## WORK ORDER
In the listing below, locate the lines bearing the word "deck". Copy every one of them.
================================
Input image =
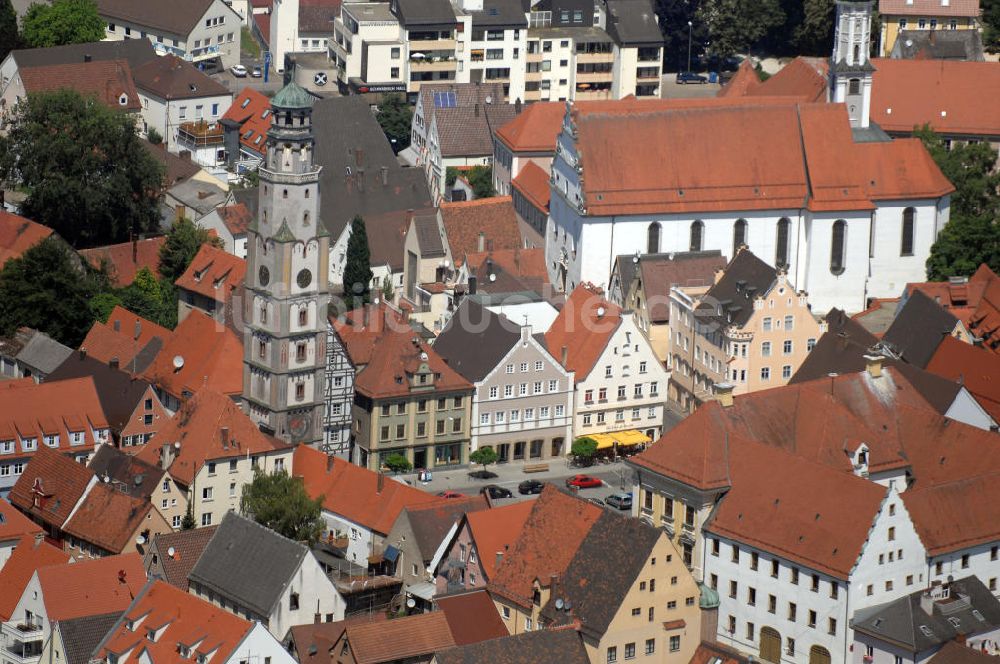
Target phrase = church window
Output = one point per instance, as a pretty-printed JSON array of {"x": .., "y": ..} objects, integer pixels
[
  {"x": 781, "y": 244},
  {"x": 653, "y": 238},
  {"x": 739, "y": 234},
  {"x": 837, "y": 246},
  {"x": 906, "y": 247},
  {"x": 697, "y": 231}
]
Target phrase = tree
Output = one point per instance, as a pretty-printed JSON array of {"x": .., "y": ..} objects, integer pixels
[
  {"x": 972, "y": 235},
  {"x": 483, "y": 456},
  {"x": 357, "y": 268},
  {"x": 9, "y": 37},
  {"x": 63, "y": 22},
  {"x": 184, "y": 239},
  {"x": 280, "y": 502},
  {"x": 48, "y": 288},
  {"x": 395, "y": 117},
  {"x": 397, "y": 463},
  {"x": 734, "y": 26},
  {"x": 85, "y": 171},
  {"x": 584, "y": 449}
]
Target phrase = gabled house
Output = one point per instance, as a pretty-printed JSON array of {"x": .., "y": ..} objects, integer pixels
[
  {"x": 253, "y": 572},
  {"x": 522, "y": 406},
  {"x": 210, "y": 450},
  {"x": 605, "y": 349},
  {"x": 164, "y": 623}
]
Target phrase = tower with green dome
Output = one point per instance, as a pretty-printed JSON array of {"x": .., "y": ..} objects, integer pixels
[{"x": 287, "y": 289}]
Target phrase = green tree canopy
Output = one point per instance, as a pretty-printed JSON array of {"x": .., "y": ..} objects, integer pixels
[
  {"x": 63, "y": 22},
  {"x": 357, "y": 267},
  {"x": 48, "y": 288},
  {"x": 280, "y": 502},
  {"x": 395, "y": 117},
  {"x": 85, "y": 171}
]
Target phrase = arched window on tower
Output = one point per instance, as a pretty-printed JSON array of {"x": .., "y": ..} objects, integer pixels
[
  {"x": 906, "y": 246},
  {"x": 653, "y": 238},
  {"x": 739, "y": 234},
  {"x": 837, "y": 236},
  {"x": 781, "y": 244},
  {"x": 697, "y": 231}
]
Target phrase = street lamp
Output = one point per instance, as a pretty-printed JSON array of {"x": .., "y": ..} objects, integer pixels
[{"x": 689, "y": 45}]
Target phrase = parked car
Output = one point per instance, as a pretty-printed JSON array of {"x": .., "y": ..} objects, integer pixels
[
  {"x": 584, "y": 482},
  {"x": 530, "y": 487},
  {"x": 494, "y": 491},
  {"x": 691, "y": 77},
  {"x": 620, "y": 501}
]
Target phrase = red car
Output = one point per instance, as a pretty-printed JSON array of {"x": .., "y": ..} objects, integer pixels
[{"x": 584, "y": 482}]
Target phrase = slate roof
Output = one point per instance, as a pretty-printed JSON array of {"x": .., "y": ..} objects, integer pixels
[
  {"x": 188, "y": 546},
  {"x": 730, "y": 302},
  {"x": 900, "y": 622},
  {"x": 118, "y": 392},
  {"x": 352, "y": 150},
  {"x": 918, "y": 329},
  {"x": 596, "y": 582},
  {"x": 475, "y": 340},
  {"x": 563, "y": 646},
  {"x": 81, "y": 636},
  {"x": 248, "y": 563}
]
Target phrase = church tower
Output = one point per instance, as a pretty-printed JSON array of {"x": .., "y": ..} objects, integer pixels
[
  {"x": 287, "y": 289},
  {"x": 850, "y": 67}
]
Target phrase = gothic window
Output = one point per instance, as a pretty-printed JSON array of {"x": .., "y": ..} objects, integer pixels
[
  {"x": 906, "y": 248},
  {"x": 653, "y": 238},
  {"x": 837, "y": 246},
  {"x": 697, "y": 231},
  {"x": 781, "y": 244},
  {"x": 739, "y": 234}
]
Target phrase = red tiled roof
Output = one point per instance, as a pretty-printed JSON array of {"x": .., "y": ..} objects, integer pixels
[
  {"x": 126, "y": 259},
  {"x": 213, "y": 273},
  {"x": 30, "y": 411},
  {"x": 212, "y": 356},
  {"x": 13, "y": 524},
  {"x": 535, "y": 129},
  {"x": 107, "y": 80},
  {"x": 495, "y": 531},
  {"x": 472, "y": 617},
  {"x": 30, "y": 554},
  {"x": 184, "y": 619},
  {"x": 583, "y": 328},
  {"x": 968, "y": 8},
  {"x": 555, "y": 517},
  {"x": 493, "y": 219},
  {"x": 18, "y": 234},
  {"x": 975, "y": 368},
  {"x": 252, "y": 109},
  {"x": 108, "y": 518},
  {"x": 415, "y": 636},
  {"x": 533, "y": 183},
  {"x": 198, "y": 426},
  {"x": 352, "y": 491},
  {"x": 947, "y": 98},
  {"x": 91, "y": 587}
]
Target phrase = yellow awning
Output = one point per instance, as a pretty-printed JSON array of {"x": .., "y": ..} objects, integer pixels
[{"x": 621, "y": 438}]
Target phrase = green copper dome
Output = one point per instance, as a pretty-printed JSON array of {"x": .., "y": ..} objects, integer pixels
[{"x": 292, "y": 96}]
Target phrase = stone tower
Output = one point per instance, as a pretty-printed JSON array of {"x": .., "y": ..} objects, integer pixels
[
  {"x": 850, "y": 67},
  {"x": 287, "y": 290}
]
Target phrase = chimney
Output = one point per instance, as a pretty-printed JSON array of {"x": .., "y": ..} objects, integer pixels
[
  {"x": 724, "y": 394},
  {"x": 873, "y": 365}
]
================================
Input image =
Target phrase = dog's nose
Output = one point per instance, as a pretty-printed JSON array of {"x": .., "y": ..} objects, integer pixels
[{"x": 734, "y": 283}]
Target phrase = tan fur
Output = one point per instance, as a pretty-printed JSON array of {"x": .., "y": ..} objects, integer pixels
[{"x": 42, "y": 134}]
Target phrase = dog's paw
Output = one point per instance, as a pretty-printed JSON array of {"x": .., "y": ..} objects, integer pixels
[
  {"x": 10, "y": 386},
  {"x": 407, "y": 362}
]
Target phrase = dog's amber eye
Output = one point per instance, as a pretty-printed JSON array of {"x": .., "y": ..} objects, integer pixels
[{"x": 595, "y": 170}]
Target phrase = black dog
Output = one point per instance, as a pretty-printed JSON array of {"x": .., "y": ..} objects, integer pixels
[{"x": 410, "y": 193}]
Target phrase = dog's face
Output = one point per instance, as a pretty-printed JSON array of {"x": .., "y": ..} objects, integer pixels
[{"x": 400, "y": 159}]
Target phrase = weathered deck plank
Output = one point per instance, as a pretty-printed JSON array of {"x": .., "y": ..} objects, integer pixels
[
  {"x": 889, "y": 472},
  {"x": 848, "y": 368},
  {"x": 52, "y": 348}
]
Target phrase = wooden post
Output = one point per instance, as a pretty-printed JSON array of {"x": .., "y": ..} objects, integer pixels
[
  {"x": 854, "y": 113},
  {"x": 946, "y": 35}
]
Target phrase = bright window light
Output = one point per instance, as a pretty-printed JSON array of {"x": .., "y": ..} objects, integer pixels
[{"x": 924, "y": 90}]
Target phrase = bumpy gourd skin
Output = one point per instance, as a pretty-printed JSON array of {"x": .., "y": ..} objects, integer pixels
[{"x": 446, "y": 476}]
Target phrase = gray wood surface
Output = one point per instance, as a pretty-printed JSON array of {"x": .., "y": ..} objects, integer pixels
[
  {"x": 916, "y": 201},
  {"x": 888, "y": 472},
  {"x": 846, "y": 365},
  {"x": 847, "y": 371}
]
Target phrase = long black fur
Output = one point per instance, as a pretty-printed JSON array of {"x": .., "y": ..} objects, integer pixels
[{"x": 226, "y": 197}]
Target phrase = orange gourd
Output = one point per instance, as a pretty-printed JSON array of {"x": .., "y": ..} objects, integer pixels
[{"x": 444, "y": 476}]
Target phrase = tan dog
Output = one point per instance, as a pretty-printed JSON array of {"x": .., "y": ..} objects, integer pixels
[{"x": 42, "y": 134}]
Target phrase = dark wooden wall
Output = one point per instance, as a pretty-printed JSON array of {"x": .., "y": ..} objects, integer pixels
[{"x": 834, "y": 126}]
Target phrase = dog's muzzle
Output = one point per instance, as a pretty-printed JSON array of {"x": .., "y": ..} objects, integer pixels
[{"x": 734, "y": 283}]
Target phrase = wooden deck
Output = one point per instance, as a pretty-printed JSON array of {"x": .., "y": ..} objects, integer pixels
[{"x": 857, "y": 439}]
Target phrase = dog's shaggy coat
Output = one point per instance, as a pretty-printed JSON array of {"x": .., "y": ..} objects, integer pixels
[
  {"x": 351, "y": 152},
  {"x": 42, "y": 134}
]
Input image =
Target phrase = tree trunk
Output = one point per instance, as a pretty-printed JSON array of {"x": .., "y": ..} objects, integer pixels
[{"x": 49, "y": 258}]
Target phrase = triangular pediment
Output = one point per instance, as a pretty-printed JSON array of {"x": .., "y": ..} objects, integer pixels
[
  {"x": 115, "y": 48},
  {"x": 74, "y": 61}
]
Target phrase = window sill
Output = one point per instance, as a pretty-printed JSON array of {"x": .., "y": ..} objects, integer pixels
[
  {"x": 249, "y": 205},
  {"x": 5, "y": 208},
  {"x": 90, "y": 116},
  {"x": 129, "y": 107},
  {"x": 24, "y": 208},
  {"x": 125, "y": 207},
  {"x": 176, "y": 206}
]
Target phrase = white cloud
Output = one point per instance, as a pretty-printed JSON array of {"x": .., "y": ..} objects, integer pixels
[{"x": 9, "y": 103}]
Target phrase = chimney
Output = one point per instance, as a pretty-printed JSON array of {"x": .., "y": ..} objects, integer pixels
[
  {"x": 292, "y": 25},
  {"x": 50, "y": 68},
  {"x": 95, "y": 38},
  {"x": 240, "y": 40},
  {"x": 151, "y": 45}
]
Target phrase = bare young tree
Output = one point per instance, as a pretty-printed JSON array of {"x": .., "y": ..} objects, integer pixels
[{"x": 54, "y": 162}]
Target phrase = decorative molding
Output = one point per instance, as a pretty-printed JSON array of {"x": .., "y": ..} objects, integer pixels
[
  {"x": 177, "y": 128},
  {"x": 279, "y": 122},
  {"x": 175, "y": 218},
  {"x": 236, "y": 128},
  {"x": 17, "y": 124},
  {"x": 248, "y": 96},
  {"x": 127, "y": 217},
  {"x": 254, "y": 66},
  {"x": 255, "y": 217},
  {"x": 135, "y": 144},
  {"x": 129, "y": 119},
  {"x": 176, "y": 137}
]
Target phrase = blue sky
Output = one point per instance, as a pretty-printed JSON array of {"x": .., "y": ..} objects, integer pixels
================================
## RESULT OF THE EXERCISE
Target phrase = weathered deck plank
Target phrase = wooden deck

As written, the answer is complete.